*TASK REQUIREMENTS*
In the concrete-staining passage below, what does ceramic tile create across a slab because the slab cures differently under the grout than under the solid tile?

===== DOCUMENT TEXT =====

Post-recession, our most frequent job is not to stain a nice new slab of concrete, but to stain the concrete in the bedrooms of a home that has stained floors throughout the rest of the house. The homeowner thought that concrete in the bedrooms would feel “cold” when they got out of bed in the morning, so those floors were carpeted. It is now ten years later and the owners love the easy maintenance of their stained concrete and hate dragging out the vacuum and spot-cleaning the shabby carpets in their bedrooms.

The first photo shows what we usually encounter on these floors. The house painters had a field day knowing that the bedroom floors would be hidden.  They not only oversprayed the walls about two feet out, but they threw down the wooden baseboards for the whole house and sprayed them with enamel paint using the bedroom slab as a dropcloth. This means that we will spend 15 or 20 labor hours removing two kinds of latex paint before we can begin to clean and fill the holes along the walls where the carpet tack-strip was nailed into the slab.

If we are lucky, most of the glue used to hold the foam carpet pad in place will come up during our paint stripping, since it was squirted on top of the paint layers. When every speck of foreign material is removed from the slab, we can do a final scrub with TriSodium Phosphate to remove our strippers, then rinse well and let the floors dry for staining. Since labor is costly and our materials relatively cheap, staining an older slab will often cost twice what it would have cost to stain the bedrooms when the house was built.


Why not use a grinder to remove paint and glue?  The friction can drive glue even further into the pores and shot-blasting gives a “sugary” texture to the floor once it is sealed. Our goal is to make your concrete slab look like stone or marble. We do not want to destroy the natural variegations in real, cured concrete.  Acid stains bring out the character of the slab, so we do not conceal flaws with even-colored overlayments, either.

Faux Real is old-fashioned in the sense that we labor mightily to achieve the best aesthetic result. This is slower and more labor-intensive than most stainers want to work. We believe that the original concrete slab, done correctly, will also have a more durable finish and last for decades longer than a quick-fix remodel.

Staining Floors under Tile

Floors under vinyl composition tile (VCT) do not present as much of a problem as concrete under ceramic tile.  VCT is held down with lots of glue, but if the glue is over ten years old, and yellow, most of it can be scraped off. What is left in the cracks and depressions will usually give way after a 15-minute soak with chemicals.


We recently had to clean the floors of an old warehouse where the VCT had been put down in the 1940’s or 50’s. That glue was black and tarlike. The stripping process was arduous and messy, but our chemicals melted the glue quite well.

Ceramic tile, on the other hand, will permanently change the color of the slab under it. We had a client who worked relentlessly for a month to chip off and sand away the “Thinset” (a cementitious material used in setting tile). There was nothing wrong with his work. What he did not know was that ceramic tile causes the slab to cure differently under the grout layer than under the solid tile, creating a permanent “tile shadow” acrossthe floor. Those who try“grinding through it” will find that the shadow penetrates the entire depth of the slab.

===== RECORDS PROVIDED =====

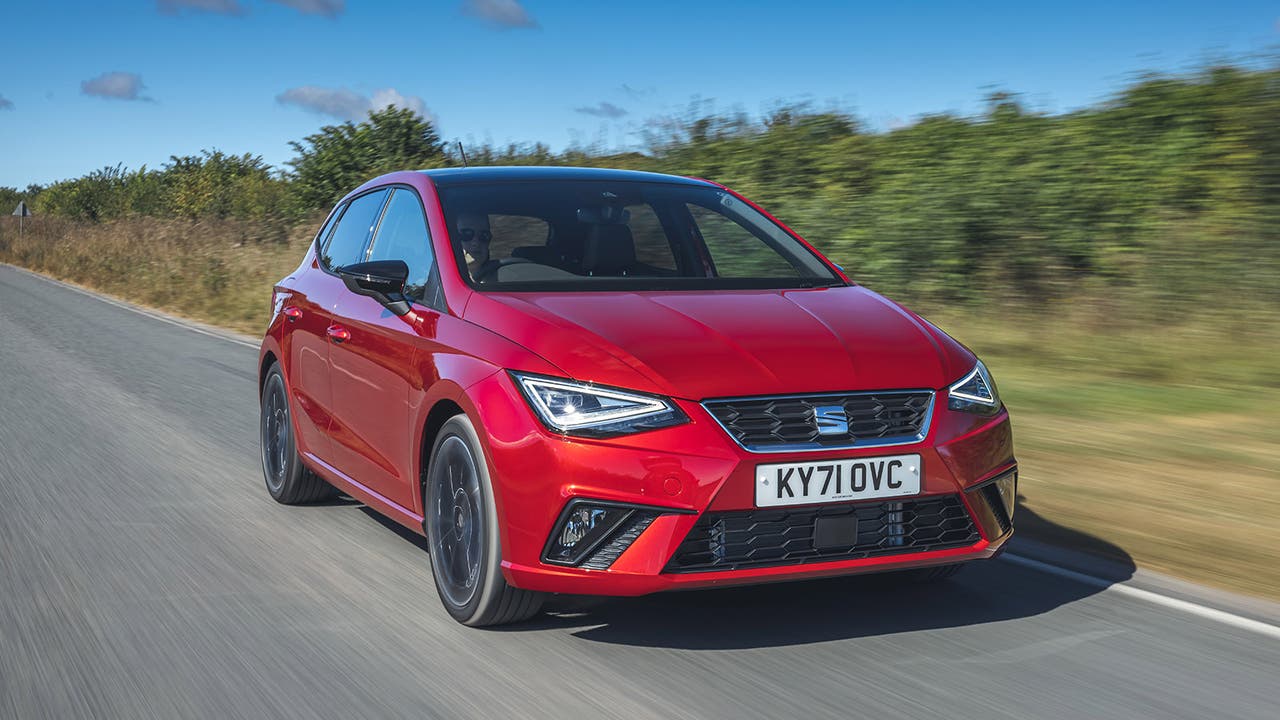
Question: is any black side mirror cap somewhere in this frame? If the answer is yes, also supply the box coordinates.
[338,260,410,315]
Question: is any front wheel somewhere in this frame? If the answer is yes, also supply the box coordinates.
[422,415,543,628]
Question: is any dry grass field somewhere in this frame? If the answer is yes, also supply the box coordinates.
[0,218,1280,598]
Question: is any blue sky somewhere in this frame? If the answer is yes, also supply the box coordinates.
[0,0,1280,187]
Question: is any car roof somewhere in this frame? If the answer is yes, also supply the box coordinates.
[419,165,713,187]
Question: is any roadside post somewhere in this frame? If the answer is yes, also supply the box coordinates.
[13,200,31,237]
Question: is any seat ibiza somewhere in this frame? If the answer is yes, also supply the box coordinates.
[260,168,1018,625]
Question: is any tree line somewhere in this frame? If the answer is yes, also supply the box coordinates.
[0,65,1280,309]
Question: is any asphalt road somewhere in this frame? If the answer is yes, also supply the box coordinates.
[0,266,1280,720]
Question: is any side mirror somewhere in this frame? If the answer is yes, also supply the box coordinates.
[338,260,410,315]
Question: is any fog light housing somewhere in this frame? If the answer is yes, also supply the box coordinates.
[992,470,1018,523]
[543,500,636,565]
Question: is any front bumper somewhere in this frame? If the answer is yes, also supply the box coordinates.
[470,373,1016,596]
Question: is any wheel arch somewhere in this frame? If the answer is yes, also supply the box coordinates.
[257,350,277,397]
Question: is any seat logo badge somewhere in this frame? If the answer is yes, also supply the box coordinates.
[813,405,849,436]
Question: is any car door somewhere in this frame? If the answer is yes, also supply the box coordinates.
[275,205,347,457]
[284,190,388,464]
[329,186,439,510]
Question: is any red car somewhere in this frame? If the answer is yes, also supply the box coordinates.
[260,168,1018,625]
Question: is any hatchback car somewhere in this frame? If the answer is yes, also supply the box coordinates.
[260,168,1018,625]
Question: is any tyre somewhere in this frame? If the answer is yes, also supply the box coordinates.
[422,415,543,628]
[259,365,338,505]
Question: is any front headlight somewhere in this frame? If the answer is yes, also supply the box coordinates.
[947,360,1000,415]
[511,372,689,437]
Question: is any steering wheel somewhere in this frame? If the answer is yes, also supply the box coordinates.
[471,258,532,283]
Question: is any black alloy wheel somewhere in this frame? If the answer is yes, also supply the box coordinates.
[422,415,543,628]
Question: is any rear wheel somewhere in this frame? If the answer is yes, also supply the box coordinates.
[259,365,338,505]
[422,415,543,628]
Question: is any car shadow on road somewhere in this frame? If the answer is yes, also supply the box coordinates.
[498,499,1134,650]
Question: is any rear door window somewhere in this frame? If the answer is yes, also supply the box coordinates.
[320,190,387,269]
[627,204,676,274]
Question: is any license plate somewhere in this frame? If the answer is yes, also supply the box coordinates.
[755,455,920,507]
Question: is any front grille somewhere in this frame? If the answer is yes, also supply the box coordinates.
[703,391,933,452]
[666,495,980,573]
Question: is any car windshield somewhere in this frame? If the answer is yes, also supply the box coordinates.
[440,179,844,291]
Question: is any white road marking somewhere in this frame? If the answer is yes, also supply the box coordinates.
[0,263,1280,639]
[1001,552,1280,639]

=====

*FULL SOLUTION*
A permanent "tile shadow."